═══ DATA ENTRIES

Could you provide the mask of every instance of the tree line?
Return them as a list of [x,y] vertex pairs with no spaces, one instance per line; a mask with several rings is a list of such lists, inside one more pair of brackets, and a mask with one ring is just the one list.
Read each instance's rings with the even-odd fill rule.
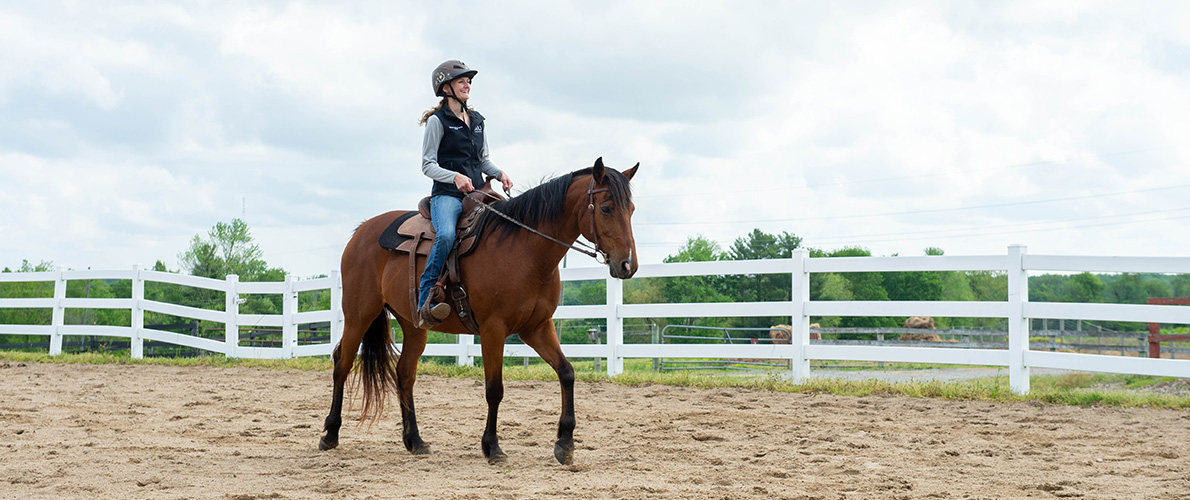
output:
[[[802,248],[802,238],[789,232],[765,233],[759,229],[737,238],[727,249],[699,235],[687,239],[663,262],[740,261],[790,258]],[[837,250],[808,248],[810,258],[869,257],[864,248]],[[923,249],[941,256],[942,249]],[[894,255],[895,256],[895,255]],[[679,276],[633,279],[624,283],[625,304],[734,302],[790,300],[790,274]],[[565,283],[563,304],[603,304],[603,281]],[[1029,300],[1046,302],[1145,304],[1150,298],[1190,295],[1190,275],[1160,274],[1045,274],[1029,277]],[[810,275],[810,300],[898,301],[1004,301],[1008,277],[1003,271],[889,271],[815,273]],[[904,317],[814,317],[822,327],[898,327]],[[788,318],[650,318],[650,325],[697,325],[727,329],[769,327]],[[935,318],[939,329],[1006,329],[1002,318]],[[1101,321],[1101,327],[1141,330],[1140,324]],[[640,329],[641,326],[637,326]],[[626,326],[628,329],[628,326]],[[762,335],[763,336],[763,335]]]
[[[802,248],[802,238],[789,233],[766,233],[759,229],[737,238],[722,249],[716,242],[697,235],[663,262],[740,261],[789,258]],[[810,258],[871,256],[866,249],[845,246],[837,250],[808,249]],[[926,248],[925,255],[942,255],[940,248]],[[177,255],[181,269],[171,270],[158,260],[152,270],[181,271],[194,276],[225,280],[236,274],[240,281],[282,281],[284,269],[269,265],[255,243],[246,223],[232,219],[215,224],[206,235],[195,235],[186,250]],[[23,261],[4,273],[55,270],[49,261]],[[320,276],[312,276],[320,277]],[[624,283],[625,304],[687,304],[732,301],[790,300],[789,274],[679,276],[633,279]],[[603,304],[603,280],[566,282],[563,305]],[[1000,271],[914,271],[914,273],[826,273],[810,275],[810,300],[1007,300],[1008,280]],[[0,283],[0,298],[52,298],[52,282]],[[131,280],[74,280],[67,286],[68,298],[131,298]],[[1046,274],[1029,277],[1029,300],[1047,302],[1111,302],[1145,304],[1150,298],[1190,296],[1190,275],[1158,274]],[[145,298],[150,300],[223,311],[223,292],[169,283],[149,282]],[[240,311],[248,314],[280,314],[281,296],[242,295]],[[299,311],[330,307],[328,290],[303,292],[299,295]],[[0,310],[0,324],[45,325],[50,323],[48,308]],[[901,326],[903,317],[821,317],[812,318],[823,327],[891,327]],[[1000,318],[937,318],[939,327],[1002,329]],[[190,321],[168,314],[146,312],[146,325]],[[716,327],[769,327],[788,318],[650,318],[630,324],[627,329],[647,330],[665,325],[697,325]],[[65,323],[74,325],[131,325],[131,313],[120,310],[67,310]],[[564,343],[587,342],[583,320],[559,321]],[[217,325],[205,325],[215,327]],[[1140,330],[1138,324],[1104,323],[1111,330]],[[218,325],[221,329],[221,325]],[[571,338],[572,337],[572,338]],[[0,344],[27,342],[25,336],[0,336]],[[438,342],[445,340],[438,339]]]
[[[283,281],[286,270],[271,267],[264,261],[263,252],[251,236],[246,223],[232,219],[230,223],[215,224],[206,235],[195,235],[189,246],[177,255],[181,269],[169,269],[158,260],[151,270],[164,273],[184,273],[193,276],[226,280],[227,275],[239,276],[239,281]],[[15,270],[5,268],[2,273],[36,273],[56,270],[54,262],[40,261],[31,263],[23,261]],[[321,276],[312,276],[321,277]],[[226,299],[224,292],[194,288],[171,283],[146,282],[145,299],[182,306],[224,311]],[[0,283],[0,298],[52,298],[54,282],[17,282]],[[67,298],[132,298],[131,280],[71,280],[67,282]],[[244,294],[239,311],[245,314],[280,314],[282,304],[277,294]],[[299,294],[299,311],[326,310],[331,306],[328,290],[312,290]],[[48,308],[2,308],[0,324],[8,325],[48,325],[52,311]],[[190,324],[189,318],[174,317],[156,312],[145,312],[145,325]],[[132,313],[121,310],[68,308],[64,323],[68,325],[112,325],[131,326]],[[221,330],[223,325],[199,321],[199,330]],[[180,330],[173,327],[167,330]],[[0,344],[30,342],[26,336],[0,335]]]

══════

▸ **GIVEN EXERCISE**: Rewrite the rows above, switching "vertex pairs" to "coordinate pairs" everywhere and keeping everything else as it is. Leave the pictures out.

▸ **ANSWER**:
Could you provide the mask of every instance of the tree line?
Return them as a list of [x,y] coordinate pairs with no spaces, one instance per line; a mask with several rings is a list of such lists, inside one more pair of brackets, and a mask with one ring is just the one list.
Read each instance's rings with the even-odd fill rule.
output:
[[[802,248],[802,238],[789,232],[765,233],[759,229],[737,238],[727,249],[699,235],[687,239],[663,262],[740,261],[790,258]],[[837,250],[808,248],[810,258],[869,257],[864,248]],[[923,249],[941,256],[942,249]],[[894,255],[895,256],[895,255]],[[679,276],[633,279],[624,283],[625,304],[734,302],[790,300],[790,274]],[[565,283],[563,304],[603,304],[603,281]],[[1029,300],[1046,302],[1145,304],[1150,298],[1190,295],[1190,275],[1160,274],[1045,274],[1029,277]],[[810,275],[810,300],[898,301],[1004,301],[1008,277],[1003,271],[889,271],[815,273]],[[904,317],[814,317],[822,327],[898,327]],[[788,318],[650,318],[650,325],[697,325],[727,329],[769,327]],[[935,318],[939,329],[1006,329],[1002,318]],[[1101,321],[1101,327],[1141,330],[1140,324]],[[640,329],[641,326],[637,326]],[[626,326],[628,329],[628,326]],[[762,335],[763,336],[763,335]]]
[[[802,248],[802,238],[789,233],[766,233],[759,229],[737,238],[722,249],[716,242],[697,235],[663,262],[740,261],[789,258]],[[810,258],[871,256],[866,249],[845,246],[837,250],[808,249]],[[926,248],[925,255],[942,255],[940,248]],[[177,255],[181,269],[171,270],[158,260],[152,270],[181,271],[194,276],[225,280],[236,274],[240,281],[282,281],[284,269],[269,265],[255,243],[246,223],[232,219],[215,224],[206,235],[195,235],[186,250]],[[23,261],[4,273],[55,270],[49,261]],[[320,276],[312,276],[320,277]],[[624,283],[625,304],[687,304],[732,301],[790,300],[789,274],[679,276],[633,279]],[[603,304],[603,280],[566,282],[563,305]],[[1000,271],[914,271],[914,273],[826,273],[810,275],[810,300],[1007,300],[1008,280]],[[0,283],[0,298],[52,298],[52,282]],[[131,280],[74,280],[67,286],[68,298],[131,298]],[[1046,274],[1029,277],[1029,300],[1047,302],[1111,302],[1145,304],[1150,298],[1190,296],[1190,275],[1158,274]],[[145,298],[150,300],[223,311],[223,292],[169,283],[149,282]],[[240,311],[248,314],[280,314],[281,296],[242,295]],[[299,311],[330,307],[328,290],[303,292],[299,295]],[[0,310],[0,324],[45,325],[50,323],[48,308]],[[901,326],[903,317],[821,317],[812,318],[823,327],[891,327]],[[1000,318],[937,318],[939,327],[1002,329]],[[190,321],[168,314],[146,312],[146,325]],[[716,327],[769,327],[788,318],[650,318],[630,324],[627,329],[647,330],[665,325],[697,325]],[[65,323],[74,325],[131,325],[131,313],[120,310],[67,310]],[[564,343],[587,342],[583,320],[559,321]],[[217,325],[205,325],[215,327]],[[1140,330],[1138,324],[1104,323],[1111,330]],[[218,325],[221,329],[221,325]],[[571,338],[572,337],[572,338]],[[0,344],[27,342],[25,336],[0,336]],[[438,342],[445,340],[438,339]]]
[[[283,281],[286,270],[271,267],[264,261],[263,252],[251,236],[246,223],[232,219],[230,223],[215,224],[206,235],[195,235],[189,246],[177,255],[181,269],[169,269],[158,260],[151,270],[164,273],[184,273],[193,276],[226,280],[227,275],[239,276],[239,281]],[[15,270],[5,268],[2,273],[36,273],[56,270],[54,262],[40,261],[31,263],[23,261]],[[321,276],[312,276],[321,277]],[[226,299],[224,292],[194,288],[171,283],[146,282],[145,299],[182,306],[224,311]],[[0,283],[0,298],[52,298],[54,282],[17,282]],[[67,298],[132,298],[131,280],[71,280],[67,282]],[[244,294],[239,311],[245,314],[280,314],[282,304],[277,294]],[[299,294],[299,311],[326,310],[331,306],[328,290],[312,290]],[[48,308],[2,308],[0,324],[8,325],[48,325],[52,311]],[[190,324],[189,318],[174,317],[156,312],[145,312],[145,325]],[[132,313],[121,310],[68,308],[64,323],[68,325],[112,325],[131,326]],[[221,330],[223,325],[199,321],[199,330]],[[180,330],[173,327],[167,330]],[[0,344],[30,342],[26,336],[0,335]]]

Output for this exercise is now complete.